◆ Exercise
Repeat the material exactly, leaving nothing out.

## Begin

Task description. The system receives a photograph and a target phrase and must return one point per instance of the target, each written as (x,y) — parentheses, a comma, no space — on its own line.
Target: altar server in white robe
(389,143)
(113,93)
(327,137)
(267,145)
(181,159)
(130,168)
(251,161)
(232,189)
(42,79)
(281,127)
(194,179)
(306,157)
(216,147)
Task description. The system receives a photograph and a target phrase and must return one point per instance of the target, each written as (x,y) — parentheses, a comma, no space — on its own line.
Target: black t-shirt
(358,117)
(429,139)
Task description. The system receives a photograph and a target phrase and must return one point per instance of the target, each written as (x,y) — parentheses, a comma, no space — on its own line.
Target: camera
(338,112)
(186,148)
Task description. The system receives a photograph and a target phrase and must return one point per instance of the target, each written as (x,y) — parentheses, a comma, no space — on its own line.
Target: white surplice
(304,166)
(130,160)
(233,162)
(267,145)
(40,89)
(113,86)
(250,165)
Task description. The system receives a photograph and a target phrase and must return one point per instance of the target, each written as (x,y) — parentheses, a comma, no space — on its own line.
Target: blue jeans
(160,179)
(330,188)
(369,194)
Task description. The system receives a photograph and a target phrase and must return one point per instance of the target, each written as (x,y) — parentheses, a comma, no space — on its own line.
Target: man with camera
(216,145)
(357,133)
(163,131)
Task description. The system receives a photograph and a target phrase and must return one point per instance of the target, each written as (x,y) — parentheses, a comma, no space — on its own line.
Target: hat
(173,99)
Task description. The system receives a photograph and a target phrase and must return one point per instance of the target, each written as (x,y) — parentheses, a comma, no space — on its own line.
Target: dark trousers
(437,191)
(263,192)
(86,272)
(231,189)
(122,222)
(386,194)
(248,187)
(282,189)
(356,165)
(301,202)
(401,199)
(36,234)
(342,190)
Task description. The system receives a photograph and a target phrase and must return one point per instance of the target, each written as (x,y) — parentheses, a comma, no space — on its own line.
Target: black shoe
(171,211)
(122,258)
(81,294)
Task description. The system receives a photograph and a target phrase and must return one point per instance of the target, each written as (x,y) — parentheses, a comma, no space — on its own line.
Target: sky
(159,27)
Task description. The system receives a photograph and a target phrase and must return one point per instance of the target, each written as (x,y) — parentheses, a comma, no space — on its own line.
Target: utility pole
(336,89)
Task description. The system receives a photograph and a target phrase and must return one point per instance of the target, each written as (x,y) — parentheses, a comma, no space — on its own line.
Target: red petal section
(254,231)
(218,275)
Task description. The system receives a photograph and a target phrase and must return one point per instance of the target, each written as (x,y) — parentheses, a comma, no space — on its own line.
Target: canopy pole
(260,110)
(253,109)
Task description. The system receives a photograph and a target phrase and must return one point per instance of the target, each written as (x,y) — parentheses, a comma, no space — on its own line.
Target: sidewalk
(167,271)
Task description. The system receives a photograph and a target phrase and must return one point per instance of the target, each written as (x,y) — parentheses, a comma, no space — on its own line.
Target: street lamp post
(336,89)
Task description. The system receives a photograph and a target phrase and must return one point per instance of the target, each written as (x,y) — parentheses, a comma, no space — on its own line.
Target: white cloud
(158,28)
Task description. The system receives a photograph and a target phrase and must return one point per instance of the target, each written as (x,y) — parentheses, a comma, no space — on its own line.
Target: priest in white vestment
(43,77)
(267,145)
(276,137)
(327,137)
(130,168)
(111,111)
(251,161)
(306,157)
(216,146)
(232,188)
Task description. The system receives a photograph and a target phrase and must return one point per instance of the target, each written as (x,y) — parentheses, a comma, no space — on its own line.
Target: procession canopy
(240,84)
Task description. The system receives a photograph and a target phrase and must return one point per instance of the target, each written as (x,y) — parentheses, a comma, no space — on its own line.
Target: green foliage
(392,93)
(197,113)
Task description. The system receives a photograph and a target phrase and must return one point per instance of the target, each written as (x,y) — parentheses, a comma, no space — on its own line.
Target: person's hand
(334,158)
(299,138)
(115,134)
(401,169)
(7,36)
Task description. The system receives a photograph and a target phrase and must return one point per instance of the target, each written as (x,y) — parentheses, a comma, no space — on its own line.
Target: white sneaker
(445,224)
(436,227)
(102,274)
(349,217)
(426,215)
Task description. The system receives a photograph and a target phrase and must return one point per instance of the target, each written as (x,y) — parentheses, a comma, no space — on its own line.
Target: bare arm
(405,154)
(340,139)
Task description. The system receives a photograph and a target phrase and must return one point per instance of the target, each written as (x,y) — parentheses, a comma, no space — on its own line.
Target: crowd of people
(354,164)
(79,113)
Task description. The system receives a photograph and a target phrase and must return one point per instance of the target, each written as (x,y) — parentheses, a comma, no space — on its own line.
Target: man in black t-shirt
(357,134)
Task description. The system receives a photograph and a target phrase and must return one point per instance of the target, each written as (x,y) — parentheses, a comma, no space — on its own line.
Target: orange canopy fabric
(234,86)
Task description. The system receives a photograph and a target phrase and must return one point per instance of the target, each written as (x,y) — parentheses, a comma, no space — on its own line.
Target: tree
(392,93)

## End

◆ Answer to the task
Task description. The system receives a photograph and a target phrase and must return one point per instance of the target, each written as (x,y) — parentheses, a comma, no space — on its own line.
Target: altar server in white robe
(389,143)
(113,93)
(327,137)
(267,145)
(181,159)
(130,168)
(251,161)
(232,189)
(42,79)
(281,127)
(194,179)
(306,157)
(216,147)
Task description. The system receives a photograph and a target phrase and must return one point per instance of the target, each written as (x,y) — parentheses, a comma, no space — on its own line.
Target: black t-shirt
(358,117)
(429,139)
Task description. The system receives a photograph and a target phrase and must return one point per instance of the target, each written as (x,y) — parentheses, a comma, no space — on its own line.
Target: camera
(338,112)
(186,148)
Task description. The system receives a photograph and a target phrase and must return one point per instance of the target, each written as (x,y) — parentheses, a comma, no space — on its own line.
Target: white surplice
(304,166)
(130,160)
(233,162)
(267,145)
(40,89)
(113,86)
(250,165)
Task description. The system receives a photograph and a target phrase and must return one point per instance of the target, each written as (x,y) — parentheses, a comma, no space — on its own line.
Target: blue jeans
(160,179)
(330,188)
(369,194)
Task description. The system receives a photograph and a target phrase and must return one point per instance of the target, each written as (x,y) — parentheses, a comma, no space — on its own line.
Target: man with camera
(216,145)
(357,133)
(163,131)
Task description. The system receives a photograph and a target phrase and must return one point per instance of the target, each written as (x,y) — parentheses, a comma, no space — on its own line.
Target: hat
(173,99)
Task description. The system receives a photograph and a target phrase and must return one point per instance of the target, each written as (x,y) — parentheses, a comma, no space — on its own line.
Target: dark trousers
(437,191)
(263,192)
(86,272)
(231,189)
(122,222)
(386,194)
(248,187)
(282,189)
(356,165)
(301,202)
(401,199)
(36,234)
(342,190)
Task description. The system receives a photograph and a target phrase and must return one point per instance of the target, each written as (x,y) — parentheses, a comma, no space — on its own line.
Target: black shoe
(171,211)
(122,258)
(81,294)
Task description. The system receives a photograph and a target phrase and must return one point per instance of the target, each written as (x,y) — parentheses, a comma, no space — on its own line.
Target: sky
(159,27)
Task description. The system receives a photograph and a target phrase and must return one point per instance of the target, each written as (x,y) — parentheses, a comma, no space — on its own line.
Target: utility pole
(336,89)
Task description. The system receives a photograph and a target phrase and must return one point per instance of the target, each written as (x,y) — parentheses, a comma, no space — on its own line.
Target: red petal section
(254,231)
(218,275)
Task description. The system receives a photograph and a target phrase and must return one point per instance of the target, each written as (x,y) — parentheses, a comma, no space — on its own line.
Target: canopy pole
(260,110)
(253,109)
Task description. The system receives a photograph and a target phrase and must return one point per instance of the target, each written as (x,y) — parentheses, a comma, no space — on its own line.
Target: sidewalk
(167,271)
Task description. The system receives a photograph and a target phrase and must return one point per instance of the target, each written as (x,y) — parentheses, a comma, no space — on its own line.
Target: street lamp post
(336,89)
Task description. The system receives a photograph and a target phrase and must return one point per instance of the target, each written as (x,y) — parentheses, a comma, no space — on its own line.
Target: white cloud
(158,28)
Task description. The system receives a photograph and a target phrase and must return one point per instance of the target, each written as (x,y) — parentheses, a comma, no space — on its own line.
Target: priest in white vestment
(43,77)
(267,145)
(276,137)
(327,137)
(130,168)
(111,111)
(251,161)
(306,157)
(216,146)
(232,188)
Task description. The system receives a photograph and a target phrase and must return one point per instance of the target, each written as (x,y) — parentheses, a comma, no space — on its own line.
Target: procession canopy
(240,84)
Task description. The system receives a photograph and a target phrase and must return one point per instance of the target, each written as (x,y) — parentheses, a comma, no space — on its own line.
Target: green foliage
(392,93)
(197,113)
Task description. The system receives a photograph and a target phrase and must return one point per instance of the target, each written as (x,y) — parentheses, a comma, no space — on its own line.
Target: person's hand
(334,158)
(299,138)
(115,134)
(401,169)
(7,36)
Task description. The system receives a photograph and a target phrase and must return one point per instance of the target, each written as (x,y) — parentheses, a comma, no space — on its own line.
Target: white sneaker
(445,224)
(436,227)
(102,274)
(349,217)
(426,215)
Task description. The system receives a photograph and a target phrase and must return one point per instance of the target, each written as (x,y) — parentheses, a comma, no space — on its own line.
Target: bare arm
(405,154)
(340,139)
Task description. The system receives a photograph and a target phrase and must return one point per instance of the target, each written as (x,y) — parentheses, a comma, no space — on its own line.
Target: crowd of people
(354,164)
(79,113)
Task description. The system receives a photograph and a target phrase and must return one point per instance of the target, each written as (x,y) — parentheses, a comma, no space — on its own line.
Target: man in black t-shirt
(357,134)
Task description. The system receives a photograph and a target phrase and must return one point per instance of the target, each written as (x,y) — parentheses, a comma, no space — on its own line.
Target: orange canopy fabric
(234,86)
Task description. The system receives a photograph and a target phrase and must return one point per instance of the target, each written as (x,y) — parentheses, a comma, no space — on its own line.
Target: tree
(392,93)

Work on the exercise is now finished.